## Excerto de origem
※ ※ ※

Estes são os denominadores comuns das experiências e
teorias mais representativas que se enquadram na educação
e pedagogia libertária.
Os
fundamentos desta perspectiva, em primeiro lugar, radicam no facto
de que as experiências e as teorias mais representativas não
separam arbitrariamente a educação e a pedagogia do
todo social em que se integram. Subsiste entre a pedagogia, a educação
e a sociedade uma relação de interdependência
e de complementaridade sistemática, o que implica correlacionar
as funções de adaptação e de integração
entre
as partes (pedagogia e educação) e o todo (a sociedade).
Em
segundo lugar, essas experiências e teorias emergiram enquanto
fenómenos de crítica radical da sociedade vigente e
visualizavam a implementação de um modelo de sociedade
libertária, na qual a educação e a pedagogia
subentendiam relações sociais e práticas humanas
identitárias entre indivíduos e grupos que interagem
nas instituições escolares. Os objectivos são
a extinção das relações de dominação
e de exploração que subsistem entre professores, alunos
e funcionários e que trabalham e vivem nas instituições
escolares, de forma a permitir que a espontaneidade, a liberdade,
a criatividade e a responsabilidade natural dos indivíduos
pudessem emergir para configurações sociais integradas
num modelo autogestionário de características libertárias.
A educação e a pedagogia não se separam da vida
no sentido estrito do termo e dessa forma o acesso aos processos de
aprendizagem de conhecimentos não tinham limites de qualquer
espécie, quer aqueles relacionados com o organismo humano nas
suas múltiplas dimensões, quer aqueles relacionados
com o conhecimento da natureza e da sociedade.

※ ※ ※

## Linhas fornecidas
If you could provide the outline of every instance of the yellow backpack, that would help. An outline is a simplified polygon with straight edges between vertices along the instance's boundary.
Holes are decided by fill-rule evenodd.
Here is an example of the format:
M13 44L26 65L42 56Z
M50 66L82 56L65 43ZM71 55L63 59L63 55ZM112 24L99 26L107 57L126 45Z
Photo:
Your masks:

※ ※ ※

## Objetivos
1. Transcreva integralmente o excerto sobre a educação e pedagogia libertária.
2. Substitua "yellow backpack" por "red suitcase" em todas as linhas fornecidas e reproduza-as com tudo o resto inalterado.
O excerto e as linhas não têm qualquer relação entre si.

## Respostas por tarefa
1.
Estes são os denominadores comuns das experiências e
teorias mais representativas que se enquadram na educação
e pedagogia libertária.
Os
fundamentos desta perspectiva, em primeiro lugar, radicam no facto
de que as experiências e as teorias mais representativas não
separam arbitrariamente a educação e a pedagogia do
todo social em que se integram. Subsiste entre a pedagogia, a educação
e a sociedade uma relação de interdependência
e de complementaridade sistemática, o que implica correlacionar
as funções de adaptação e de integração
entre
as partes (pedagogia e educação) e o todo (a sociedade).
Em
segundo lugar, essas experiências e teorias emergiram enquanto
fenómenos de crítica radical da sociedade vigente e
visualizavam a implementação de um modelo de sociedade
libertária, na qual a educação e a pedagogia
subentendiam relações sociais e práticas humanas
identitárias entre indivíduos e grupos que interagem
nas instituições escolares. Os objectivos são
a extinção das relações de dominação
e de exploração que subsistem entre professores, alunos
e funcionários e que trabalham e vivem nas instituições
escolares, de forma a permitir que a espontaneidade, a liberdade,
a criatividade e a responsabilidade natural dos indivíduos
pudessem emergir para configurações sociais integradas
num modelo autogestionário de características libertárias.
A educação e a pedagogia não se separam da vida
no sentido estrito do termo e dessa forma o acesso aos processos de
aprendizagem de conhecimentos não tinham limites de qualquer
espécie, quer aqueles relacionados com o organismo humano nas
suas múltiplas dimensões, quer aqueles relacionados
com o conhecimento da natureza e da sociedade.

2.
If you could provide the outline of every instance of the red suitcase, that would help. An outline is a simplified polygon with straight edges between vertices along the instance's boundary.
Holes are decided by fill-rule evenodd.
Here is an example of the format:
M13 44L26 65L42 56Z
M50 66L82 56L65 43ZM71 55L63 59L63 55ZM112 24L99 26L107 57L126 45Z
Photo:
Your masks:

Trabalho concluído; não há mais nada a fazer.